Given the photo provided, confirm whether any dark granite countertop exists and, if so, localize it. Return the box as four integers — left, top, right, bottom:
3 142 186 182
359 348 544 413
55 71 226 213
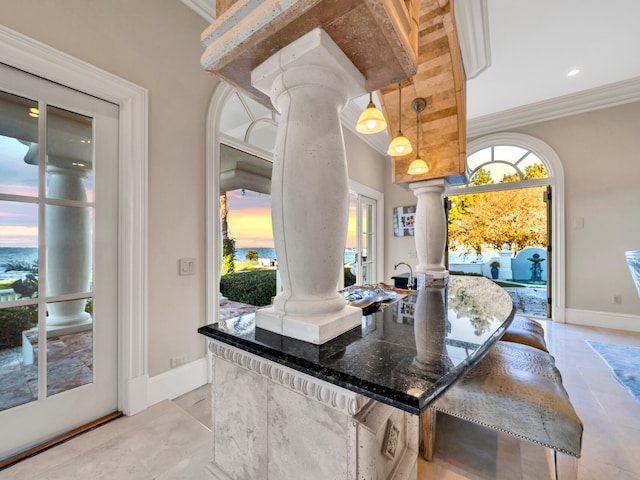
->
198 276 515 414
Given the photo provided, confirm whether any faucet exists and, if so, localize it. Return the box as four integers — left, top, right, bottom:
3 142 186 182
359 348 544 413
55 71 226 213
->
393 262 413 290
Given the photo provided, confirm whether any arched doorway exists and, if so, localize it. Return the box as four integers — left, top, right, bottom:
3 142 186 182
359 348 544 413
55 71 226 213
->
445 133 565 322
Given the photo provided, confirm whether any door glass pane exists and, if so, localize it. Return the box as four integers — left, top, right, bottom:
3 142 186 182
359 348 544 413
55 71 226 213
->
0 201 38 298
47 106 93 201
360 197 376 284
47 299 93 396
0 305 38 411
0 92 38 196
46 205 93 296
344 193 358 287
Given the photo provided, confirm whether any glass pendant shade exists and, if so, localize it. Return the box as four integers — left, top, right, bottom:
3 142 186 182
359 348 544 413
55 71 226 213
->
407 158 429 175
356 93 387 135
387 132 413 157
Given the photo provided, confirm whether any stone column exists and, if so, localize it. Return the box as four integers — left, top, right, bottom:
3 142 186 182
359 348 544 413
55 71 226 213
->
251 29 364 344
24 141 92 334
409 178 449 279
46 165 92 331
498 243 513 280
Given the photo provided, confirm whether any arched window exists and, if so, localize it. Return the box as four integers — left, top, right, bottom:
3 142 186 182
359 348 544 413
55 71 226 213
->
445 132 565 323
220 91 278 159
465 145 549 187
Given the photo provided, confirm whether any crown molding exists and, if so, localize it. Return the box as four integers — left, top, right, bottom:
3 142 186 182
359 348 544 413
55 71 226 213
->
182 0 216 23
467 77 640 138
453 0 491 80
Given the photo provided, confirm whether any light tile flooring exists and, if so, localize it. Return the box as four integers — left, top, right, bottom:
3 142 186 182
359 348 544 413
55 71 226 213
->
0 324 640 480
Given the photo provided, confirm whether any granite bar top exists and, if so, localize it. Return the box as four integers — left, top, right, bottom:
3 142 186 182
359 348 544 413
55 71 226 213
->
198 275 515 414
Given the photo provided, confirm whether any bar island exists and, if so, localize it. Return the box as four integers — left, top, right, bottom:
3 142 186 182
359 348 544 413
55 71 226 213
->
198 276 515 480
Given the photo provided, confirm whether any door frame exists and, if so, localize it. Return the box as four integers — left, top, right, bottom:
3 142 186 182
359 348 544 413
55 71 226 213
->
0 25 148 415
349 179 384 284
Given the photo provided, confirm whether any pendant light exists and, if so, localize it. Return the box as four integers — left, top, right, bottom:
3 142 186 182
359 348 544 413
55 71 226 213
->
407 98 429 175
356 92 387 135
387 83 413 157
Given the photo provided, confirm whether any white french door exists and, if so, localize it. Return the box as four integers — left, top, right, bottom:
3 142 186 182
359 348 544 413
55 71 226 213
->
0 65 118 459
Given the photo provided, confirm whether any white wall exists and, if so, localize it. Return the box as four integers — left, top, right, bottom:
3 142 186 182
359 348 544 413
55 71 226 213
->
384 158 418 283
0 0 217 376
342 127 389 194
504 102 640 316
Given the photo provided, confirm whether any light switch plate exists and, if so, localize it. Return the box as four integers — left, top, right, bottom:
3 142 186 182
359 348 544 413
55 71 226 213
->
178 258 196 275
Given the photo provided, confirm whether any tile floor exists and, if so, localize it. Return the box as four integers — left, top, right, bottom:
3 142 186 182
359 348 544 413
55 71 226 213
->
0 324 640 480
0 330 93 411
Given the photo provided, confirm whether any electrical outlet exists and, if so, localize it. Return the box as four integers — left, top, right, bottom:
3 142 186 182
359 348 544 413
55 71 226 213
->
170 355 187 368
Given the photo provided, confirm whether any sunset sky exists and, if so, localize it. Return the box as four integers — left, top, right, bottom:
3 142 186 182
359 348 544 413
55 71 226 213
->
227 190 356 248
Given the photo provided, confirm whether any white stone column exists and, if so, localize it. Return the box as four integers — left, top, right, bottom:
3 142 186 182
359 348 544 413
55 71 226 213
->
409 178 449 278
498 243 513 280
46 164 92 332
251 29 364 344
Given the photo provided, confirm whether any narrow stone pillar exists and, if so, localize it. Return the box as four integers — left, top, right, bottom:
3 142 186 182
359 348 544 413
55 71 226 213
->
46 165 91 332
251 29 364 344
24 142 92 334
412 287 453 380
409 178 449 278
498 243 513 280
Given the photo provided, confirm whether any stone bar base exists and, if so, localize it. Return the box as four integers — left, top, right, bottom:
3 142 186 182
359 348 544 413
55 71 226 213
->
256 305 362 345
206 340 418 480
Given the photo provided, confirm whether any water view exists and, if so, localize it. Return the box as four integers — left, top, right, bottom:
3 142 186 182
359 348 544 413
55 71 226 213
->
0 247 38 281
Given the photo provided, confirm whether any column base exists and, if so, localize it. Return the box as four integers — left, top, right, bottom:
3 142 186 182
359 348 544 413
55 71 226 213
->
256 305 362 345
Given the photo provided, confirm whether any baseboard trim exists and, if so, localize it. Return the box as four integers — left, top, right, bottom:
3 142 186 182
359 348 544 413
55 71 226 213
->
565 308 640 332
147 357 207 406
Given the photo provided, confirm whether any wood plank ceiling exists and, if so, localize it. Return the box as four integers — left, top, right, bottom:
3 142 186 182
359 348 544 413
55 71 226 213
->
378 0 466 183
208 0 466 184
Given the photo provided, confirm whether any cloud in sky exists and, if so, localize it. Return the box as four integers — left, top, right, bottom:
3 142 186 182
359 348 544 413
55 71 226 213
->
227 190 356 248
227 190 273 248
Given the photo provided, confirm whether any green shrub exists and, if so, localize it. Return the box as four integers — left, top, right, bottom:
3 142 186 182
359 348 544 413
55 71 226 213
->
220 270 276 307
220 237 236 275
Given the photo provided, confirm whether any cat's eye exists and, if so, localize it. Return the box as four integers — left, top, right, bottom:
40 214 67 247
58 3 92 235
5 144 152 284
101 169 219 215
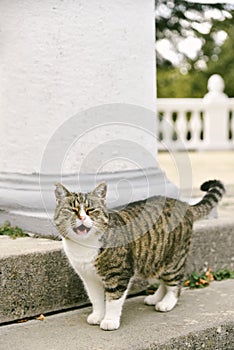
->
85 208 96 215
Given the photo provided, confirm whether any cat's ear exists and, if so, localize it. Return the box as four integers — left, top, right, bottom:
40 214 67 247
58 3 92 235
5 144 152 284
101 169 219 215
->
91 182 107 199
54 182 70 204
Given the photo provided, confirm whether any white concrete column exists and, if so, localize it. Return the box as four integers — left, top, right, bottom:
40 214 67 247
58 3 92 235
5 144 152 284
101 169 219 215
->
0 0 176 235
0 0 156 174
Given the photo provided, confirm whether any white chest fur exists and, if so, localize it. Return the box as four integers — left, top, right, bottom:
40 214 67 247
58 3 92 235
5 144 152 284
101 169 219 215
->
63 237 100 273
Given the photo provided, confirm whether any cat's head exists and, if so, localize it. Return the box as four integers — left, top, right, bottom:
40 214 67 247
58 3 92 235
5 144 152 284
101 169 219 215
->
54 182 109 240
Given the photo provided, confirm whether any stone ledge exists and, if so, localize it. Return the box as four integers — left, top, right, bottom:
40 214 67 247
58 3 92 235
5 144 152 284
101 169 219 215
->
0 219 234 323
1 280 234 350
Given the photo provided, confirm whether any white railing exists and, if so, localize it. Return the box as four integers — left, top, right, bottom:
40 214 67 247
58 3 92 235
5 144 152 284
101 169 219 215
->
157 74 234 150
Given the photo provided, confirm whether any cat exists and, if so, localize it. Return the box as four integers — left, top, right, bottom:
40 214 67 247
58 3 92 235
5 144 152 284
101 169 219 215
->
54 180 225 330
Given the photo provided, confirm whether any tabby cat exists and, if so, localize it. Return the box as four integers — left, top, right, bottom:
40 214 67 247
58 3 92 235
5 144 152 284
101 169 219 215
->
54 180 225 330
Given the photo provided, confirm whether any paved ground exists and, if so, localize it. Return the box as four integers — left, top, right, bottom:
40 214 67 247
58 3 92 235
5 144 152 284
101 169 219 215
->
158 151 234 218
158 151 234 191
0 151 234 350
0 280 234 350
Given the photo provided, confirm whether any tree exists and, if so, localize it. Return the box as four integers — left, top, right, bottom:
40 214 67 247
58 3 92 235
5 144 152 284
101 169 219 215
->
155 0 231 66
156 0 234 97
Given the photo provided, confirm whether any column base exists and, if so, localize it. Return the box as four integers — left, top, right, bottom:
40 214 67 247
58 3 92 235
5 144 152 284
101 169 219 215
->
0 167 177 238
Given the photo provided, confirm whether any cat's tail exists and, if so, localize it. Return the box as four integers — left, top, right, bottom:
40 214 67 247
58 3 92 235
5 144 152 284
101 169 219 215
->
191 180 225 220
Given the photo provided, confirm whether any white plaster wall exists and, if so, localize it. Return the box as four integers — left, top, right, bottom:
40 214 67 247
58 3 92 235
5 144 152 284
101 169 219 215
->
0 0 156 174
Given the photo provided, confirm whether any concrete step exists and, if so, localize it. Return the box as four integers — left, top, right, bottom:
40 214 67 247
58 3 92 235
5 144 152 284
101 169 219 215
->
0 280 234 350
0 219 234 323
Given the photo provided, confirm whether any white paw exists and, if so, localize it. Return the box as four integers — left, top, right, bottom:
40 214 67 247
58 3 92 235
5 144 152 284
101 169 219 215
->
144 294 156 305
87 312 102 325
100 319 120 331
155 299 177 312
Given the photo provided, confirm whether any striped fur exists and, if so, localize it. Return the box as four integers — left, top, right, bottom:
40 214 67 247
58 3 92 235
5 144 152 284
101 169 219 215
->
54 180 225 330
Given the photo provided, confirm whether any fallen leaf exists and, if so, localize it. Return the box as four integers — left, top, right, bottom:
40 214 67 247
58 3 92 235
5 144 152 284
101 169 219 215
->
36 314 45 321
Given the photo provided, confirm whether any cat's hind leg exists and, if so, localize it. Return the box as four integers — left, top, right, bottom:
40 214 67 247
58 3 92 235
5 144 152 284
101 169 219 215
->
144 281 167 305
155 285 181 312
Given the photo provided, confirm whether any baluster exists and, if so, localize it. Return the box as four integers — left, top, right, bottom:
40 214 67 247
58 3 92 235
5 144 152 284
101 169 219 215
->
230 108 234 144
190 111 202 149
176 111 188 146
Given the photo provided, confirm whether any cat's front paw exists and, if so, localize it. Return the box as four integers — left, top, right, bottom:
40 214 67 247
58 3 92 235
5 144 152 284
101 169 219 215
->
144 295 157 305
155 299 177 312
87 312 102 325
100 318 120 331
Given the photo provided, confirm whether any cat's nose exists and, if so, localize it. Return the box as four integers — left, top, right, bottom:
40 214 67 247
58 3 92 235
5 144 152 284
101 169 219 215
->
80 213 86 221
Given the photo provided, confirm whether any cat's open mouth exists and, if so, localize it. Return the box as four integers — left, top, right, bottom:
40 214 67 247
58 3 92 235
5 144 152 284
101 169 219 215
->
73 224 91 235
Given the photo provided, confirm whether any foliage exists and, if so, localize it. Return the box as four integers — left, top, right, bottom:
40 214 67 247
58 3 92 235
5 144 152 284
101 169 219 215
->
184 269 234 288
145 269 234 295
155 0 231 65
156 0 234 98
0 221 28 239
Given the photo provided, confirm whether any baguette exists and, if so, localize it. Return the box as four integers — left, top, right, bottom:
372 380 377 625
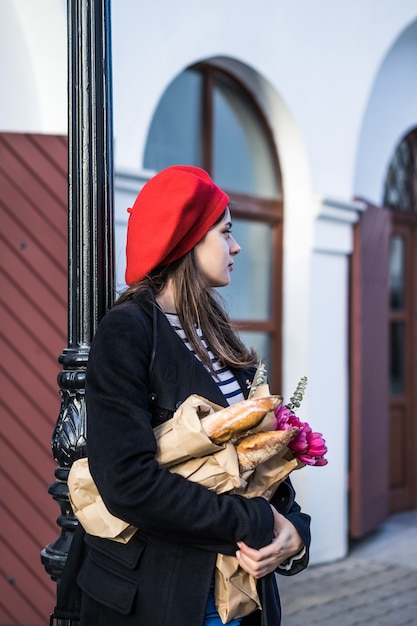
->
235 427 299 472
201 396 282 443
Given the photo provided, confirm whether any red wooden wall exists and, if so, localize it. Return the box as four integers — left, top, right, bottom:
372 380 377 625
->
0 133 68 626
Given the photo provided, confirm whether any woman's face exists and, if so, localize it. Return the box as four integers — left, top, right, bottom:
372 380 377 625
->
194 209 240 287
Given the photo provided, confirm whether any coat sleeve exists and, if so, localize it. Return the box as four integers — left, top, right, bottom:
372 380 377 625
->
86 304 273 554
271 478 311 576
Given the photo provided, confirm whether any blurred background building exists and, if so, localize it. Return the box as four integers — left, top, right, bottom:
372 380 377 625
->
0 0 417 625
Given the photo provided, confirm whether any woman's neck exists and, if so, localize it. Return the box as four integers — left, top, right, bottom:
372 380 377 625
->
156 282 177 313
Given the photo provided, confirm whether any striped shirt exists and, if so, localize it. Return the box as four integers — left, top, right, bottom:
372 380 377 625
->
165 313 245 404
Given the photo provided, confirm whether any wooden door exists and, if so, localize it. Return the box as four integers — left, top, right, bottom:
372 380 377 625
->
0 133 68 626
349 205 390 537
389 217 417 513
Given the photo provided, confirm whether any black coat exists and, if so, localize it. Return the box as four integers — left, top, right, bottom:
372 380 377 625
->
78 293 310 626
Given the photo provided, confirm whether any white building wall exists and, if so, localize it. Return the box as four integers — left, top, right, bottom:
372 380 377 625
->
0 0 417 562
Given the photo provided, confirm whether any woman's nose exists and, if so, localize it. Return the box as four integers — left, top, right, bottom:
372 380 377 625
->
230 235 242 256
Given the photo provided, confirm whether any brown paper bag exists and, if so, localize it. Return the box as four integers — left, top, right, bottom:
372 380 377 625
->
68 385 302 623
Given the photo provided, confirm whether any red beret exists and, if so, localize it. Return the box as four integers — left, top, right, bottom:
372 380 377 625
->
125 165 229 285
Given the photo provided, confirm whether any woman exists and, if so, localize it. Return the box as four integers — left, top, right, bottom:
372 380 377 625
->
78 166 310 626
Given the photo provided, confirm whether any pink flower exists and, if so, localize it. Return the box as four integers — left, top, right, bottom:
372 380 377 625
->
274 404 327 466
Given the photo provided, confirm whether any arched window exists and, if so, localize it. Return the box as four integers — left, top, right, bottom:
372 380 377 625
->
143 64 282 390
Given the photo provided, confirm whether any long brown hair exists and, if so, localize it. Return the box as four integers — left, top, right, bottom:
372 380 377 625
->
115 250 257 371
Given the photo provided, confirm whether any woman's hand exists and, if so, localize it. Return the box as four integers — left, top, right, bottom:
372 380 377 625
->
236 505 303 578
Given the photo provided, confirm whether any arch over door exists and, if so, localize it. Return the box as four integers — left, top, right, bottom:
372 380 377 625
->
384 129 417 512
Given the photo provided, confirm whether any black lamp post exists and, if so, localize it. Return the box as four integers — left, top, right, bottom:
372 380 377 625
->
41 0 114 626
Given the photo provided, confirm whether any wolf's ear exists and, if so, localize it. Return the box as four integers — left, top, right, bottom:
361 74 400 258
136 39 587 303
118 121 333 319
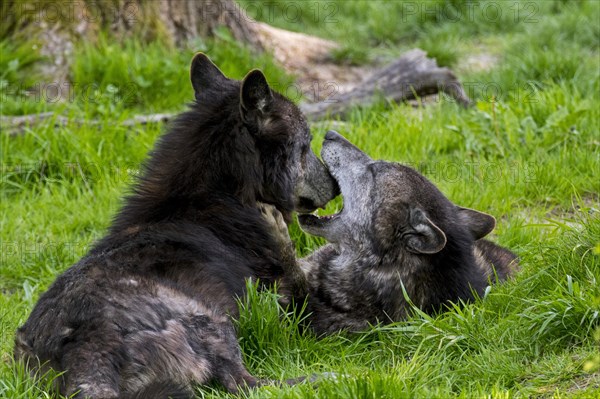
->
240 69 273 115
405 208 446 254
190 53 227 98
457 207 496 240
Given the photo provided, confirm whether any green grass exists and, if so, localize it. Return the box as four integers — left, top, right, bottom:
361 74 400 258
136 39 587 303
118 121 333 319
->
0 1 600 399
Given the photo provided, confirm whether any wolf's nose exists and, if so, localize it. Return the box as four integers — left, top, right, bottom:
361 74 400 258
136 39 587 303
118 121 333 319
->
325 130 342 140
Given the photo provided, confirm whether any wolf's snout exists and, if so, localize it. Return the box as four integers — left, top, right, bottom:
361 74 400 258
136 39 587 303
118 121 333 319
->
325 130 343 140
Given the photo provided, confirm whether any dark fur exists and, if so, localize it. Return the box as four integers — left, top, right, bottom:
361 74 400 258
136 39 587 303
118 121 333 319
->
15 54 335 399
284 132 517 334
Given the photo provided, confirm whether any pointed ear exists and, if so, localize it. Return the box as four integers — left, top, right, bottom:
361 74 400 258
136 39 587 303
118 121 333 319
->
457 207 496 240
190 53 227 98
405 208 446 254
240 69 273 115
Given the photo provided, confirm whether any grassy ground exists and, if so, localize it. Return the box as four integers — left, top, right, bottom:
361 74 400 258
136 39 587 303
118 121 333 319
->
0 1 600 399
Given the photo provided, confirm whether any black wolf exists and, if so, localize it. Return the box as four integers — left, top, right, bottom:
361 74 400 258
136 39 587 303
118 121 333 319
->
284 131 517 334
15 54 337 399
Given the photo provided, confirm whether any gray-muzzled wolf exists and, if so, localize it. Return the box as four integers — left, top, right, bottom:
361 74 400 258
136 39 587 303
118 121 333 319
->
282 131 517 334
15 54 337 399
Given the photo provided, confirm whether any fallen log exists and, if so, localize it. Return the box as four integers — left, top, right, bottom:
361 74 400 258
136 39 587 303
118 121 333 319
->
300 49 471 121
0 49 471 135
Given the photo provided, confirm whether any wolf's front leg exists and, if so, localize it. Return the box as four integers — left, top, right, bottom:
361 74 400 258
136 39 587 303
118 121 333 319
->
62 331 124 399
258 203 308 306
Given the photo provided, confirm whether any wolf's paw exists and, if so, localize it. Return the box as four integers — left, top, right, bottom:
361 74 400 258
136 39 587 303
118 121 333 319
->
257 202 293 248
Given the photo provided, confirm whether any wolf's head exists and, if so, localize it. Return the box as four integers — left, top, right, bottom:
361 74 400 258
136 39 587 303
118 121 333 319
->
191 53 338 219
299 131 495 264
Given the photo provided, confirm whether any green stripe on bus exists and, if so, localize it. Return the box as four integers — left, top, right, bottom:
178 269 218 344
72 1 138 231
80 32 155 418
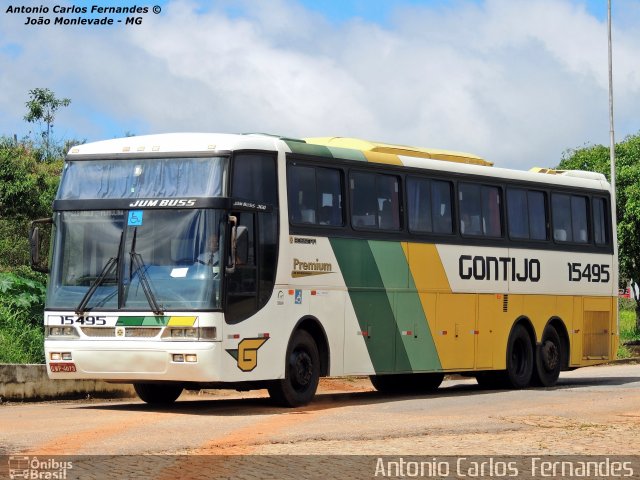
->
116 317 171 327
369 241 441 372
331 238 409 373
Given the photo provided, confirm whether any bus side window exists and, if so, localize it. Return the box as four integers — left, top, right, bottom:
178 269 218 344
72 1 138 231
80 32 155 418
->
592 198 609 245
287 164 344 226
551 193 589 243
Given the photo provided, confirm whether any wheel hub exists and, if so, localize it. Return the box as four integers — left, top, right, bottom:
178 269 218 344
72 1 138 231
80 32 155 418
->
541 341 560 372
291 352 313 386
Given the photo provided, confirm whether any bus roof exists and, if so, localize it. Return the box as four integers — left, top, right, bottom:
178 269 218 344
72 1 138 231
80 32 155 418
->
67 133 610 190
304 137 493 167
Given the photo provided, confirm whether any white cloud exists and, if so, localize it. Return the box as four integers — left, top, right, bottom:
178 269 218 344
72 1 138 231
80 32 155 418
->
0 0 640 168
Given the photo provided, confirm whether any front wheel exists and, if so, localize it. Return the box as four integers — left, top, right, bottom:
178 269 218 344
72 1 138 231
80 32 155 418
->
133 383 182 405
268 330 320 407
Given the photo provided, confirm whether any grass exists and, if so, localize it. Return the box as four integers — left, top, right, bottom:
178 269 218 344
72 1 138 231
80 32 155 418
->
0 272 45 363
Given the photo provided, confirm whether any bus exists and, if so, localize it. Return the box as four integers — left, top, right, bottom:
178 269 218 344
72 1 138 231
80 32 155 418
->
30 133 618 407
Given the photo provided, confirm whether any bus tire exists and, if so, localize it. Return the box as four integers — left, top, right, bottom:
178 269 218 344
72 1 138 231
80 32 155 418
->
505 324 534 388
268 330 320 407
133 383 182 405
532 326 563 387
369 373 444 393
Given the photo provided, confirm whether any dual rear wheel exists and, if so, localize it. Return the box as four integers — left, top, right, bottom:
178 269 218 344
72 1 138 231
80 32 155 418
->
476 324 564 389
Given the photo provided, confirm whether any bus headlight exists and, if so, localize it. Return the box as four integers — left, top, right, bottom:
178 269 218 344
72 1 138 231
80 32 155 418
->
47 327 78 338
162 327 217 341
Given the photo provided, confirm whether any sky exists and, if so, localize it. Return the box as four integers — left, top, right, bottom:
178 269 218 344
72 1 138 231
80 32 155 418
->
0 0 640 169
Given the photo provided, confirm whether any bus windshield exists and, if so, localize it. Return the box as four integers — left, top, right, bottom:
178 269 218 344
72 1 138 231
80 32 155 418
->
57 157 228 200
47 209 224 311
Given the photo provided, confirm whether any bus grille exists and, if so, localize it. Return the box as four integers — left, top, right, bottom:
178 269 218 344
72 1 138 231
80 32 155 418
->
82 327 162 338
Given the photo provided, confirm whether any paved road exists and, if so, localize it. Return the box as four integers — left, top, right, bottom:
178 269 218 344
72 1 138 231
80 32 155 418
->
0 365 640 462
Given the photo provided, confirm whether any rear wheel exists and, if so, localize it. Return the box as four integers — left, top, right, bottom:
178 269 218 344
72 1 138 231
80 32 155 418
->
506 325 533 388
476 325 534 389
133 383 182 405
369 373 444 393
268 330 320 407
533 326 563 387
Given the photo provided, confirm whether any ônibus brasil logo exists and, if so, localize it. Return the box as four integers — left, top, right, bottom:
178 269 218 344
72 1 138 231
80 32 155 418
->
9 455 73 480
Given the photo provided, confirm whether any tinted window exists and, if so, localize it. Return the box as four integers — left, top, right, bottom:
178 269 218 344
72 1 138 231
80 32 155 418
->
287 165 343 226
593 198 609 245
527 191 549 240
407 178 452 233
551 194 589 243
232 154 278 207
351 172 400 230
507 188 547 240
459 183 502 237
571 195 589 243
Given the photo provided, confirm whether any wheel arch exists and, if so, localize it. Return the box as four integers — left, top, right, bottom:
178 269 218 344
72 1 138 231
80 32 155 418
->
289 315 331 377
507 315 538 350
543 317 571 370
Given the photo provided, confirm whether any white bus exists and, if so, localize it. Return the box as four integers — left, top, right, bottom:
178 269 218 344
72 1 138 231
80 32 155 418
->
31 133 618 406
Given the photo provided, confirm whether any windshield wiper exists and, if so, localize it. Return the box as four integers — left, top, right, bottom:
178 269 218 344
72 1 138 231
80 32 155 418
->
76 257 118 315
129 227 164 315
75 229 124 315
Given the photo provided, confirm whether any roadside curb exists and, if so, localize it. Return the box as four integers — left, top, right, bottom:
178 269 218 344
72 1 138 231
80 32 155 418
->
0 364 135 403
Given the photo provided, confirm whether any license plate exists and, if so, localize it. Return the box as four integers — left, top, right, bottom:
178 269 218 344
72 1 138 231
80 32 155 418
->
49 363 76 373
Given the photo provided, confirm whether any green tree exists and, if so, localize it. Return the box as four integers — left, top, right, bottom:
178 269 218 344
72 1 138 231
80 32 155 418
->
558 133 640 331
0 137 62 270
24 88 71 160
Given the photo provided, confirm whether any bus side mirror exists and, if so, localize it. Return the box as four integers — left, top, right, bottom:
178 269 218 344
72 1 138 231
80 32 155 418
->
29 218 53 273
225 215 238 273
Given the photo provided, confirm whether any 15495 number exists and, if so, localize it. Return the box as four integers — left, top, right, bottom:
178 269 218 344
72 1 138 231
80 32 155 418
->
59 315 107 325
567 262 611 283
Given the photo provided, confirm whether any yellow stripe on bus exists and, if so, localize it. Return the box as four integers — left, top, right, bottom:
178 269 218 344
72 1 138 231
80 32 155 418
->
167 317 198 327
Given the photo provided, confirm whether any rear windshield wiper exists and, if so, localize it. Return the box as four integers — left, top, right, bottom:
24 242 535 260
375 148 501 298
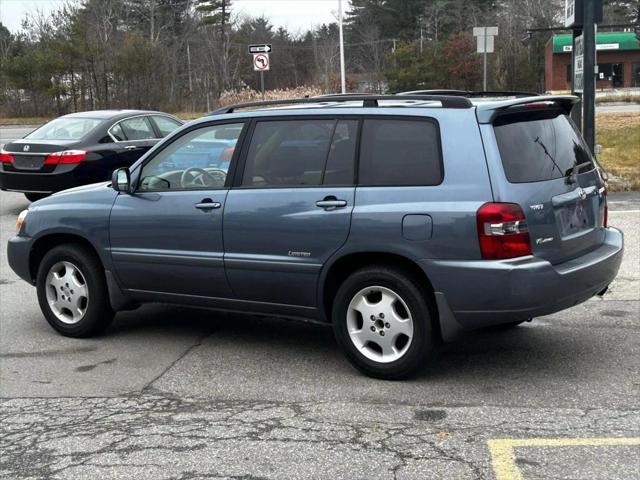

**CHALLENGE:**
Reproduce the part of the records above that opens with the line containing "Given the photo provided, confirm whether any black wolf" and closes with the line containing "258 203 308 306", keeping both of those lines.

**ANSWER FOR THIS EXERCISE:**
Given the photo provided, confirm whether any black wolf exists and, if so, localize it. Return the box as four integers — left, top, right, bottom:
361 74 400 258
136 39 587 303
118 121 333 319
->
284 131 517 334
15 54 337 399
Given the photo provided, confirm whether any gray-muzzled wolf exists and, if so, localize it. Return the box as four integers — left, top, right, bottom:
361 74 400 258
136 39 587 303
118 121 333 319
->
282 131 517 334
15 54 337 399
Given the photo provided, confirm whether any fallen log exists and, if so, localize it. Return the box as four integers — left, top, right, bottom:
361 74 400 258
136 39 587 303
118 121 333 319
->
300 49 471 121
0 49 471 135
Given the photo provided, confirm whether any wolf's front leg exists and, if so, localize it. Return the box as four integers — left, top, right, bottom:
361 74 400 258
136 39 587 303
118 121 333 319
->
62 331 124 399
258 203 308 306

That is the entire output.